> **Required tasks**
(a) From the post about Christianity and truth, extract the passage starting with "So they aren’t" and going on through "bottle as true.".
(b) In the post about Christianity and truth, what do people take as true in a way they do not take Christian ideas as true?
(c) Write what comes next in the post about Christianity and truth, starting after its last sentence.

> **Text block**
What theory of truth should a Bible-believing Christian accept?

Investigation in progress
Investigation in progress

I was just thinking to myself this week about why I keep running into people who identify as Christians who are open and unrepentant about habitual sin. Now, I’m not perfect, but you don’t see me out there in public saying that the Bible is wrong. I would not claim that some behavior that was condemned by all previous generations of Christians is suddenly ok.

So, I thought and thought and thought about it, and here is what I came up with. Somehow, people have come to a view of Christianity that tells them that Christianity is not something that is true about the universe out there. Instead, Christianity is “true” in the sense that it “works for them”.

So they aren’t saying that God actually exists or that Jesus actually rose from the dead, because they don’t know if those things are objectively true. They’re just saying that they like some Christian words and behaviors because those things make them feel good. Christianity is not something they could defend as objectively true to any non-Christian using reason and evidence. They like how the idea of a loving God makes them feel. Or maybe they like invoking the idea of “do not judge” when someone questions their destructive choices or immorality. But they don’t actually submit to these ideas as “true” in the same way that they take the instructions on a medicine bottle as true.

> **Dataset excerpts**
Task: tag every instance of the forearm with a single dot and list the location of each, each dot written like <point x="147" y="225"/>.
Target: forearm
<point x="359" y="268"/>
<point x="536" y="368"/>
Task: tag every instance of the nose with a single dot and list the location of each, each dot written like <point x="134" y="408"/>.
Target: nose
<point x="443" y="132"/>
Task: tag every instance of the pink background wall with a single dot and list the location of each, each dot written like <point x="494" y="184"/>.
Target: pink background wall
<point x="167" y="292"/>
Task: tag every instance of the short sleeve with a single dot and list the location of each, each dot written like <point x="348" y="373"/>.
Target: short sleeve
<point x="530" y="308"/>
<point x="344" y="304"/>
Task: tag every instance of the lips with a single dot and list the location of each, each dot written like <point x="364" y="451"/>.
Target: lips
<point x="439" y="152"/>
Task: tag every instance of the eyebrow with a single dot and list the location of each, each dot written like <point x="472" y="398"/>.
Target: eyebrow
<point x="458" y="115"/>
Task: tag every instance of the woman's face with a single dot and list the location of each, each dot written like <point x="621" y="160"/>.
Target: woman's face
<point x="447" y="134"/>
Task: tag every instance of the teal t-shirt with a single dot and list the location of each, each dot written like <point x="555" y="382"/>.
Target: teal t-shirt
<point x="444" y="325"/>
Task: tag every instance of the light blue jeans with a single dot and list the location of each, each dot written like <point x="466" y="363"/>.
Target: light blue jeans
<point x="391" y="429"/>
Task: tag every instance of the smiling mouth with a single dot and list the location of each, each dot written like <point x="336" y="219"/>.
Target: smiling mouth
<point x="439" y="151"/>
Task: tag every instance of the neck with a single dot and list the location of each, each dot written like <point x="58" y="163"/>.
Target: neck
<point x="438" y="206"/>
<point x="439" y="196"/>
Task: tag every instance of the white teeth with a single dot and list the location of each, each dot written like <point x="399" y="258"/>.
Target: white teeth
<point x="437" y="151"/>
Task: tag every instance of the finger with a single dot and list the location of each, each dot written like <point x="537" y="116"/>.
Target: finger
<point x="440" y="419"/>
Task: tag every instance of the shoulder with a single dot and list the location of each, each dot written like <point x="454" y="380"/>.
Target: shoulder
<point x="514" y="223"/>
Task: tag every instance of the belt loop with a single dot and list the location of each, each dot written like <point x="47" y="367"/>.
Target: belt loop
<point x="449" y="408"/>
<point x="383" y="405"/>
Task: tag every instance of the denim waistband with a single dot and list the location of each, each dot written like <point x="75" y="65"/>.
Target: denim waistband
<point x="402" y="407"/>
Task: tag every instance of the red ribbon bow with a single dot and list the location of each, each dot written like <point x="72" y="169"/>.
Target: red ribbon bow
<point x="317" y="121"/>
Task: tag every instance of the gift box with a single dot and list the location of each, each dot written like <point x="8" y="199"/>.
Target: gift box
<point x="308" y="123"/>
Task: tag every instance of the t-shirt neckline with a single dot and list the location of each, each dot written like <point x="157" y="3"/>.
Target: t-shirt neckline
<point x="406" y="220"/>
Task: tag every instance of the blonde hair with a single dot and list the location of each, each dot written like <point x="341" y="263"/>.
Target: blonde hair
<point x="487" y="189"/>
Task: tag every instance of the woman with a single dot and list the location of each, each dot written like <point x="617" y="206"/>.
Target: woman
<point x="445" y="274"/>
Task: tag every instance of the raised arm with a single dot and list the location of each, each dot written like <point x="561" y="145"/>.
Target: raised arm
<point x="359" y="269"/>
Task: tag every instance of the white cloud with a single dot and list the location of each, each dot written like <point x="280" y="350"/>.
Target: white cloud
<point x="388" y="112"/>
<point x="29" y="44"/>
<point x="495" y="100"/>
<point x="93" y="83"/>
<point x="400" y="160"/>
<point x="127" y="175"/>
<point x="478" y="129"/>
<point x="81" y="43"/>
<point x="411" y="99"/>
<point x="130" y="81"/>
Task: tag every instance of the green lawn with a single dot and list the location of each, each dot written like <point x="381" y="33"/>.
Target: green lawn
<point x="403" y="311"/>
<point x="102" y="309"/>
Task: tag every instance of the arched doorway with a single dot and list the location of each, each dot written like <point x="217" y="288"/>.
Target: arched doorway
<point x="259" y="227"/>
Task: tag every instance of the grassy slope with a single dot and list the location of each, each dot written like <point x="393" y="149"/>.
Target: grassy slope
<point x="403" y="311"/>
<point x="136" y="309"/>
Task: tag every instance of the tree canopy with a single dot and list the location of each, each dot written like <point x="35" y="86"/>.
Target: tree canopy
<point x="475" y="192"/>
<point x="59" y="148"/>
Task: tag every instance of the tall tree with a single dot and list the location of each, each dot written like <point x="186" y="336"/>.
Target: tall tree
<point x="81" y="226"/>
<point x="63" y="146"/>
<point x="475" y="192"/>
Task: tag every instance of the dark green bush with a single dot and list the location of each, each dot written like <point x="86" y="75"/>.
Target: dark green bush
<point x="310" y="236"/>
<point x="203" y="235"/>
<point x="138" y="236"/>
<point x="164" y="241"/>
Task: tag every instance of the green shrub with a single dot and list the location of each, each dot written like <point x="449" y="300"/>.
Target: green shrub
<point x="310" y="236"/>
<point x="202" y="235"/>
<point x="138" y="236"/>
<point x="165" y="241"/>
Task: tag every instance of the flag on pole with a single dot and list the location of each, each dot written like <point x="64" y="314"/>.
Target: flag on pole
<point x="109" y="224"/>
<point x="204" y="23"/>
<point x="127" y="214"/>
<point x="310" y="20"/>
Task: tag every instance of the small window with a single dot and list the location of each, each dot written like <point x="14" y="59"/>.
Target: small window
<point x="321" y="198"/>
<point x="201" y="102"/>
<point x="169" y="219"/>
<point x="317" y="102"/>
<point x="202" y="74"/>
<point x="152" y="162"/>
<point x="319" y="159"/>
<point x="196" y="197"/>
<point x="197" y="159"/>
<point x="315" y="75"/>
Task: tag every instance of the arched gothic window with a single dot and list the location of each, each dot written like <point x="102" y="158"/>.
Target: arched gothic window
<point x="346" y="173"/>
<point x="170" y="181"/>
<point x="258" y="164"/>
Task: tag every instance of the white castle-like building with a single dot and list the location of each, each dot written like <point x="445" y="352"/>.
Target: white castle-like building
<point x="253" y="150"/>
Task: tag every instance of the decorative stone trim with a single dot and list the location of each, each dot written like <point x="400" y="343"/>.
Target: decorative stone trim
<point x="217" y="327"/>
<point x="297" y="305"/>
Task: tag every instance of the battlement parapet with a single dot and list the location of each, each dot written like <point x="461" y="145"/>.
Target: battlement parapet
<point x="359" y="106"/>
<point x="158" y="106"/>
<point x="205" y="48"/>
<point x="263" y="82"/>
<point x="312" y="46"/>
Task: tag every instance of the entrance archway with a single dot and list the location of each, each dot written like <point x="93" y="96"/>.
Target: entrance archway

> **Results in order**
(a)
So they aren’t saying that God actually exists or that Jesus actually rose from the dead, because they don’t know if those things are objectively true. They’re just saying that they like some Christian words and behaviors because those things make them feel good. Christianity is not something they could defend as objectively true to any non-Christian using reason and evidence. They like how the idea of a loving God makes them feel. Or maybe they like invoking the idea of “do not judge” when someone questions their destructive choices or immorality. But they don’t actually submit to these ideas as “true” in the same way that they take the instructions on a medicine bottle as true.

(b) The instructions on a medicine bottle.

(c)
Here’s a post by Aaron Brake at Stand to Reason, that explains three different views of truth. He calls the view that I talked about the “pragmatic view of truth”. He says that the pragmatic view is that things are true if they “work” for the individual. So, in the case of my Christians-who-deny-Jesus-as-Lord, these people pick and choose things that work for them out of Christianity, e.g. – the love of God, the “do not judge” fragment, the women taken in adultery, etc. But they leave out the moral obligations that Christians have believed for thousands of years, e.g. – no sex before marriage, marriage is between a man and woman for life, divorce is pretty much always unjustified, and adultery is never OK under any circumstances.

Here is the view of truth that he thinks is best:

Finally, there is the correspondence theory of truth: truth is when an idea, belief, or statement matches (or corresponds with) the way the world actually is (reality).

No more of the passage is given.